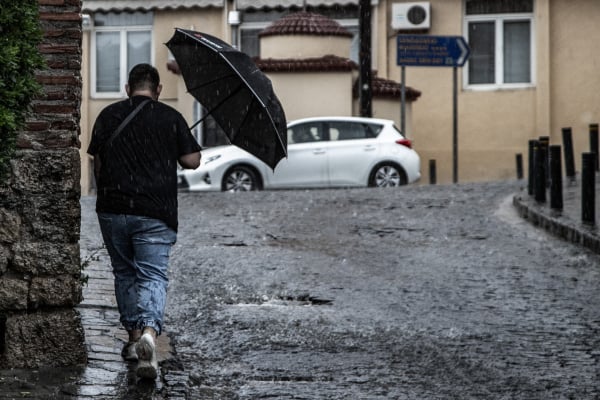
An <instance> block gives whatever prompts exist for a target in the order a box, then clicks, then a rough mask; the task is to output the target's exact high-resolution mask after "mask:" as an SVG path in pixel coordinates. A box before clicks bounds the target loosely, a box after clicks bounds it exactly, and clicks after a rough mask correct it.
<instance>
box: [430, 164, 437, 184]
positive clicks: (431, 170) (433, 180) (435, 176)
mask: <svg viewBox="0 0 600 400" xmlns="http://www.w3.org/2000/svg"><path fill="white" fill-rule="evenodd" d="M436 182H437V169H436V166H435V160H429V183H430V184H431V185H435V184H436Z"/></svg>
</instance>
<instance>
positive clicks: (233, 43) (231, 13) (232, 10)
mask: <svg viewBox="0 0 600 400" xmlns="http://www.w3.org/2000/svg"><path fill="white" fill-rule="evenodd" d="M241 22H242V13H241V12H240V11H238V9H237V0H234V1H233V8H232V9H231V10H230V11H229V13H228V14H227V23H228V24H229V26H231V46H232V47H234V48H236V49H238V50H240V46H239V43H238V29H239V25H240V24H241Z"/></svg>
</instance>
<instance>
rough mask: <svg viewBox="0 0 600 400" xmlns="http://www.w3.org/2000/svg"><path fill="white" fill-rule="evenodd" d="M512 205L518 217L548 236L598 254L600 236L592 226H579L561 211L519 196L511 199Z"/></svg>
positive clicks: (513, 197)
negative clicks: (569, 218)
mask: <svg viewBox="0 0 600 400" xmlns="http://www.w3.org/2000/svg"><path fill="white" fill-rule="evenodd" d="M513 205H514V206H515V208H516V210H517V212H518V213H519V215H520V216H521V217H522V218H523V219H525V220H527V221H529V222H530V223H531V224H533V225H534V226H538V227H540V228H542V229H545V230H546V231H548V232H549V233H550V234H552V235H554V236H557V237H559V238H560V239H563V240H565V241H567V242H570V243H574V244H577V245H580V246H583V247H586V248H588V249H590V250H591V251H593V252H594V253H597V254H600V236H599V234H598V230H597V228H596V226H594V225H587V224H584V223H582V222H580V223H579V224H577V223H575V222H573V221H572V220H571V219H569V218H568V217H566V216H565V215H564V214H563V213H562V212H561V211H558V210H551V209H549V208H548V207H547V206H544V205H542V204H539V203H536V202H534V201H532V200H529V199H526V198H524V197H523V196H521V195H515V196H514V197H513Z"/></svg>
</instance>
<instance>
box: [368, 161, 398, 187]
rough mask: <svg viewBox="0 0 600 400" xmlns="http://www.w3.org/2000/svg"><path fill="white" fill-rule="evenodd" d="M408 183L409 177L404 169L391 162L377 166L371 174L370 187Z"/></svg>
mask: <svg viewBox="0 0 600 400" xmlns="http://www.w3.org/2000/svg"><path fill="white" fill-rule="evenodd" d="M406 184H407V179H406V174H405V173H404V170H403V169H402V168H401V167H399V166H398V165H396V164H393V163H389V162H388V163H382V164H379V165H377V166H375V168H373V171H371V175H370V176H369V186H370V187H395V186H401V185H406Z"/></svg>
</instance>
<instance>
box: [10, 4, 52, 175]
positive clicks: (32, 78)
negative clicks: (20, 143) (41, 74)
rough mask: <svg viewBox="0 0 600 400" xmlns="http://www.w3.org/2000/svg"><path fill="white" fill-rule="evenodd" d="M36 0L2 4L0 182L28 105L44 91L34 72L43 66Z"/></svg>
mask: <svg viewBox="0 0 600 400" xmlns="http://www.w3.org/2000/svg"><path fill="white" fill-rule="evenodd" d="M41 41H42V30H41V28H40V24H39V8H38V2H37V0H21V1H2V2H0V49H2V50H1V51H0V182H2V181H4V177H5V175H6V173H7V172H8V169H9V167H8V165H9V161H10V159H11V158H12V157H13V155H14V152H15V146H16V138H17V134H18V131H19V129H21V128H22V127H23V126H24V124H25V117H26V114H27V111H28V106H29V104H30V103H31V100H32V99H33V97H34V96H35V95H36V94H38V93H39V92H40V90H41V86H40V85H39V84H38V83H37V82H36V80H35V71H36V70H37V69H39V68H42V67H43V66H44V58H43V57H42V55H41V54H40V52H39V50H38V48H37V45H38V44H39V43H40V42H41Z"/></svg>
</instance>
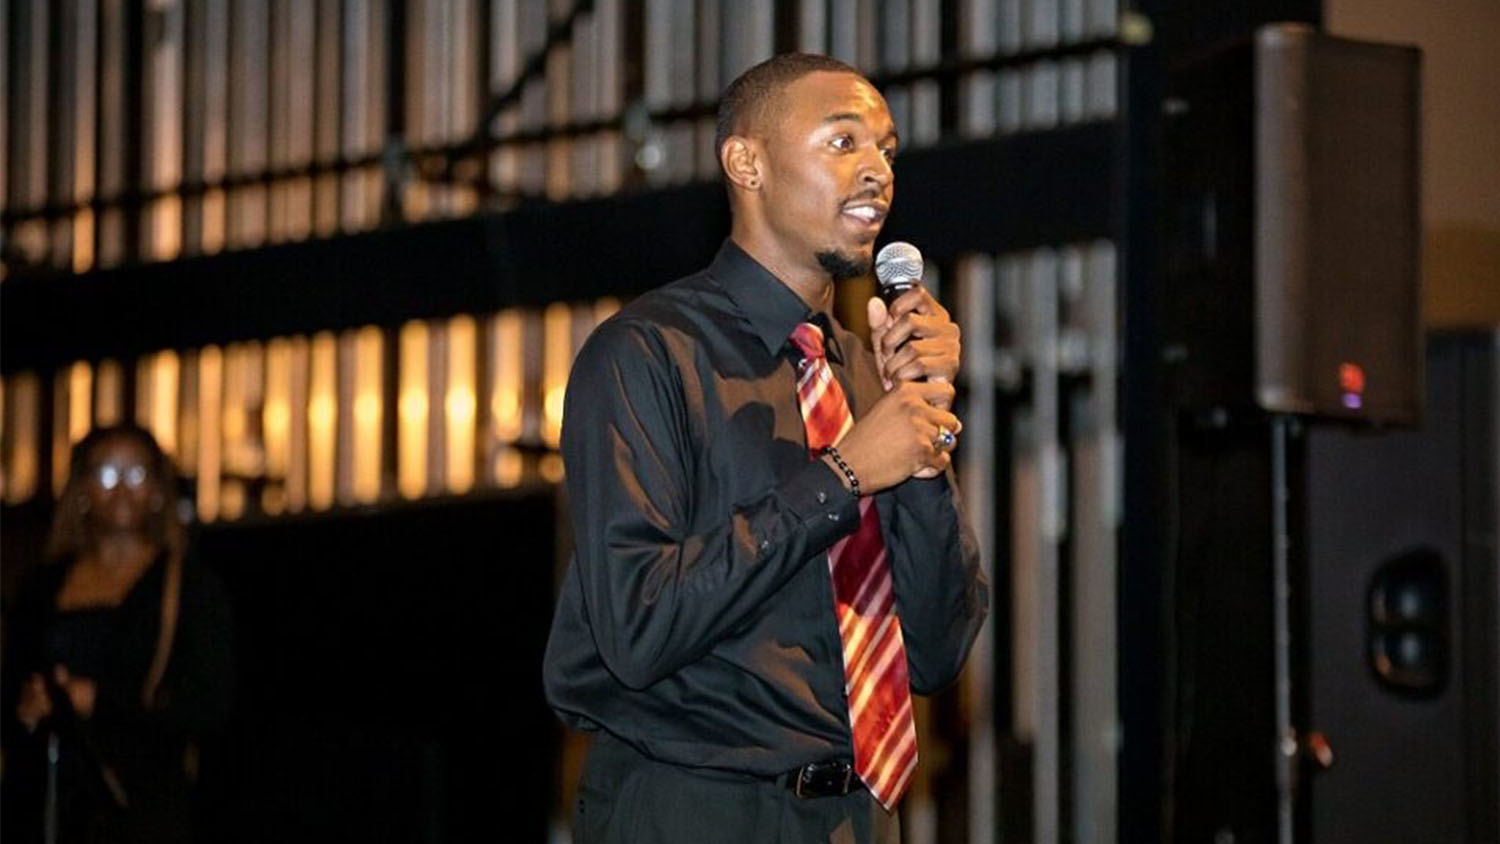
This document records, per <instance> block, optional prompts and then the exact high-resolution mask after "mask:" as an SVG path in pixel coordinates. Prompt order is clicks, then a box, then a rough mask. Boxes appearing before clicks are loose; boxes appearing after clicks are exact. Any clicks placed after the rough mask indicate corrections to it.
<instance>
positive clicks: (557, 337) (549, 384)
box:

WHAT YOU NEED TO DO ->
Rewrite these lines with "positive clicks" replaced by "foreground clicks" everywhere and nothing else changed. Leave the pictures out.

FINAL ANSWER ->
An <instance> block gives whatever prompts exist for a target in the order a box, then clicks, then a rough mask; the task is to output the target's exact high-resolution mask after "mask:" as an SVG path in pixel coordinates. A box before clicks bounds the target loosely, a box after clicks bounds it exactly, and clicks after a rough mask correct it.
<instance>
box: [430, 164, 437, 184]
foreground clicks: (431, 170) (433, 180) (435, 176)
mask: <svg viewBox="0 0 600 400" xmlns="http://www.w3.org/2000/svg"><path fill="white" fill-rule="evenodd" d="M436 182H437V169H436V166H435V160H429V183H430V184H431V185H435V184H436Z"/></svg>
</instance>
<instance>
foreground clicks: (233, 43) (231, 13) (232, 10)
mask: <svg viewBox="0 0 600 400" xmlns="http://www.w3.org/2000/svg"><path fill="white" fill-rule="evenodd" d="M241 22H242V13H241V12H240V11H238V9H237V0H234V1H233V8H232V9H231V10H230V11H229V13H228V14H227V23H228V24H229V26H231V46H232V47H234V48H236V49H238V50H240V46H239V43H238V29H239V25H240V24H241Z"/></svg>
</instance>
<instance>
rough mask: <svg viewBox="0 0 600 400" xmlns="http://www.w3.org/2000/svg"><path fill="white" fill-rule="evenodd" d="M512 205L518 217L548 236L598 254L600 236L592 226H579L561 211L519 196L511 199Z"/></svg>
foreground clicks: (513, 197)
negative clicks: (569, 218)
mask: <svg viewBox="0 0 600 400" xmlns="http://www.w3.org/2000/svg"><path fill="white" fill-rule="evenodd" d="M513 205H514V206H515V208H516V210H517V212H518V213H519V215H520V216H521V217H522V218H523V219H525V220H527V221H529V222H530V223H531V224H533V225H534V226H538V227H540V228H542V229H545V230H546V231H548V232H549V233H550V234H552V235H554V236H557V237H559V238H560V239H563V240H565V241H567V242H570V243H574V244H577V245H580V246H583V247H586V248H588V249H590V250H591V251H593V252H594V253H597V254H600V236H599V234H598V230H597V228H596V226H594V225H587V224H584V223H582V222H580V223H579V224H577V223H575V222H573V221H572V220H571V219H569V218H568V217H566V216H565V215H564V214H563V213H562V212H561V211H558V210H551V209H549V208H548V207H547V206H544V205H542V204H539V203H536V202H534V201H532V200H529V199H526V198H524V197H523V196H521V195H515V196H514V197H513Z"/></svg>
</instance>
<instance>
box: [368, 161, 398, 187]
rough mask: <svg viewBox="0 0 600 400" xmlns="http://www.w3.org/2000/svg"><path fill="white" fill-rule="evenodd" d="M408 183L409 177L404 169L391 162L377 166L371 174L370 187Z"/></svg>
mask: <svg viewBox="0 0 600 400" xmlns="http://www.w3.org/2000/svg"><path fill="white" fill-rule="evenodd" d="M406 184H407V179H406V174H405V173H404V170H403V169H402V168H401V167H399V166H398V165H396V164H393V163H389V162H388V163H382V164H379V165H377V166H375V168H373V171H371V175H370V176H369V186H370V187H395V186H401V185H406Z"/></svg>
</instance>
<instance>
box: [10, 4, 52, 175]
foreground clicks: (32, 78)
negative clicks: (20, 143) (41, 74)
rough mask: <svg viewBox="0 0 600 400" xmlns="http://www.w3.org/2000/svg"><path fill="white" fill-rule="evenodd" d="M36 0L2 4L0 182L28 105L44 91L34 72L43 66Z"/></svg>
mask: <svg viewBox="0 0 600 400" xmlns="http://www.w3.org/2000/svg"><path fill="white" fill-rule="evenodd" d="M41 41H42V30H41V28H40V24H39V8H38V2H37V0H21V1H2V2H0V49H2V50H1V51H0V182H2V181H4V177H5V175H6V173H7V172H8V169H9V167H8V165H9V161H10V159H11V158H12V157H13V155H14V152H15V146H16V138H17V134H18V131H19V129H21V128H22V127H23V126H24V124H25V117H26V114H27V111H28V106H29V104H30V103H31V100H32V99H33V97H34V96H35V95H36V94H38V93H39V92H40V90H41V86H40V85H39V84H38V83H37V82H36V80H35V71H36V70H37V69H39V68H42V67H43V66H44V58H43V57H42V55H41V54H40V52H39V50H38V48H37V45H38V44H39V43H40V42H41Z"/></svg>
</instance>
This document records, per <instance> block, optional prompts and then the exact high-resolution mask after "mask:" as an SVG path in pixel coordinates. Prompt order is clicks, then a box, then a rough mask. Boxes appearing before clicks are loose; boxes appearing after clicks are exact. Any clicks placed after the rough mask indicate corrections to it.
<instance>
foreground clicks: (557, 337) (549, 384)
box:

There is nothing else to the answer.